### Data under study
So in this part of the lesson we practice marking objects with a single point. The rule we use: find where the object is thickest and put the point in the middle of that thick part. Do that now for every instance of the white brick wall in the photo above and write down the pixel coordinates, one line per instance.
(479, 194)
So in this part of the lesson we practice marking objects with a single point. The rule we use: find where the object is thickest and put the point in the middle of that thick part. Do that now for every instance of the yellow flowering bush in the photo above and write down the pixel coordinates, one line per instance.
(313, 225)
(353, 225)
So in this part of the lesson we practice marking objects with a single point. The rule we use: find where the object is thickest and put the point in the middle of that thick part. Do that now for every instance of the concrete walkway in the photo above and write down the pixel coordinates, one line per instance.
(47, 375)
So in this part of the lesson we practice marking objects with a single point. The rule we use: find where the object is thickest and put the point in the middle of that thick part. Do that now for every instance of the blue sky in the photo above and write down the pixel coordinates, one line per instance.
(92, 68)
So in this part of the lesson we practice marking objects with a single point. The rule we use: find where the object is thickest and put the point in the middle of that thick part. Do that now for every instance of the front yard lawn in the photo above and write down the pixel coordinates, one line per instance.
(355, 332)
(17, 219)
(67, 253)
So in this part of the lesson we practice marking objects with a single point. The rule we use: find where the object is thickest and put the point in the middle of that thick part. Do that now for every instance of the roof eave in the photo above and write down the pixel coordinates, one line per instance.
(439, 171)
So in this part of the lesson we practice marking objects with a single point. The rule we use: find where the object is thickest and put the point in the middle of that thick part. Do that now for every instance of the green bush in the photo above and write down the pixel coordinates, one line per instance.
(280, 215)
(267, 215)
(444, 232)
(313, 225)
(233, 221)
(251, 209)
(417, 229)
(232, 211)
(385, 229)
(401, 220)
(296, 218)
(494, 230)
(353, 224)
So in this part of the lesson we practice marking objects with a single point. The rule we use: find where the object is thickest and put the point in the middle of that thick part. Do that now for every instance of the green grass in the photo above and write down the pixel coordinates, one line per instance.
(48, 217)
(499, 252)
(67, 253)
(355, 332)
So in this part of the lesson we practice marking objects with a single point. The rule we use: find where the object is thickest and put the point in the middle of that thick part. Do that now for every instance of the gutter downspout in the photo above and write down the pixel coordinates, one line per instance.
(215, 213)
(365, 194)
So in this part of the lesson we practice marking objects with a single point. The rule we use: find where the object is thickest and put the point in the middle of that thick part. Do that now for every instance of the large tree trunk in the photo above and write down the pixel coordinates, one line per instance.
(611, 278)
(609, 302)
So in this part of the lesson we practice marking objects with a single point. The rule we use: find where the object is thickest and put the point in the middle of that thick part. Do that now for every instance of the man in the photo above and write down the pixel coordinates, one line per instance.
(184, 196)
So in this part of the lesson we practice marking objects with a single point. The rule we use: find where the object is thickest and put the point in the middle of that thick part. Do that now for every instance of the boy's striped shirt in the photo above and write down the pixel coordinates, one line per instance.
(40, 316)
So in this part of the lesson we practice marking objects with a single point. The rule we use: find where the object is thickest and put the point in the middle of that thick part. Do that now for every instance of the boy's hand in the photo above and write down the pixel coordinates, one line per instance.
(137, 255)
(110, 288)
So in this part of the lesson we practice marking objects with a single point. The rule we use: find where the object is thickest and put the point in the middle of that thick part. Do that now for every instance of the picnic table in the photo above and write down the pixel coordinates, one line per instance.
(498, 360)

### What you should do
Each line above should be duplicated without any alteration.

### Problem solution
So in this part of the lesson we practice marking objects with a single point. The rule we use: find where the object is thickest and put the point in the middle of that thick part. Do that now for every instance of the white brick wall in the photo above and write down the pixel coordinates, one line per instance.
(479, 194)
So in this part of the lesson we practice marking objects with a single point. The rule we use: find where the object is thickest and put the point in the middle of that thick part. Do that now for every instance of the yellow flowering bush in the photo above and write down the pixel coordinates, one line per instance.
(313, 225)
(353, 225)
So in this part of the lesson we practice marking objects with a single point. The rule we use: find where the object is thickest and put the point in the middle of that thick part. Do that now for every instance of the concrete walkway in the photo above and write down the pixel coordinates, one line per instance.
(47, 375)
So in this part of the lesson we practice marking objects with a single point. The rule we use: find where the object is thickest and put the point in the middle of that thick part. Do that now for every instance of the blue sky in the photo above and write down the pixel coordinates, one line per instance.
(92, 68)
So in this part of the lesson we practice marking objects with a single point. The rule we use: find where the object is thickest and put the point in the middle of that thick part. Do that now for every instance of the front yard lawn in the photo above and write down the pixel coordinates, one line per instance.
(355, 332)
(17, 219)
(67, 253)
So in this part of the lesson we practice marking objects with a single point. The rule we use: find where the object is thickest and put the point in the middle of that thick part. Do that now for every instance of the roof eave in the photo above and write down the pixel coordinates, one line per instance.
(439, 171)
So in this part of the lesson we practice marking objects with a single point. The rule we use: find where the object is thickest and put the point in the middle of that thick part. Do that now for every instance of the green bush in the photo above and write down the pixel coordinates, one line per instance.
(280, 215)
(267, 215)
(444, 232)
(313, 225)
(233, 221)
(251, 209)
(417, 229)
(232, 211)
(385, 229)
(401, 220)
(296, 218)
(494, 230)
(353, 224)
So in this part of the lesson we practice marking objects with a single point. The rule we use: find where the object is thickest and put the point in the middle of that thick part. Do that now for every instance of the green grass in the photo above and write down the pixel coordinates, one line per instance.
(48, 217)
(499, 252)
(67, 253)
(355, 332)
So in this part of the lesson we practice marking objects with a single point. The rule we use: find where the object is thickest and put the point in the middle of that thick part. Do that now for every instance of the gutter downspout in the photo above and write down the pixel coordinates, one line per instance.
(215, 213)
(365, 194)
So in this part of the lesson we practice marking objects with a single point. The rule we use: find where the object is thickest and put the point in the middle of that thick part. Do that now for every instance of the large tree trunk in the photo above and write down the pixel coordinates, one line per instance.
(611, 278)
(609, 302)
So in this part of the lesson we practice marking objects with a single point. The rule we use: find where the object is thickest and put the point in the middle of that thick part. Do that now for every instance of the man in the photo above and write down the pixel coordinates, one line per instance.
(184, 196)
So in this part of the lesson we practice marking objects with a single point. The rule we use: find where the object is thickest and put the point in the middle of that thick part. Do that now for every instance of the boy's striped shirt in the photo above and write down the pixel coordinates, one line per instance.
(40, 316)
So in this part of the lesson we practice marking objects with a single point. The rule we use: find where the object is thickest and put the point in the middle of that thick part. Do that now for every instance of the boy's hand in the photo above and write down the pixel coordinates, one line per instance.
(137, 255)
(110, 288)
So in this part of the lesson we practice marking objects with a single point. The rule we use: find where the object is thickest and put the point in the middle of that thick part. Do that now for every instance of the picnic table in the photo above and write down the pixel coordinates, one line per instance.
(498, 360)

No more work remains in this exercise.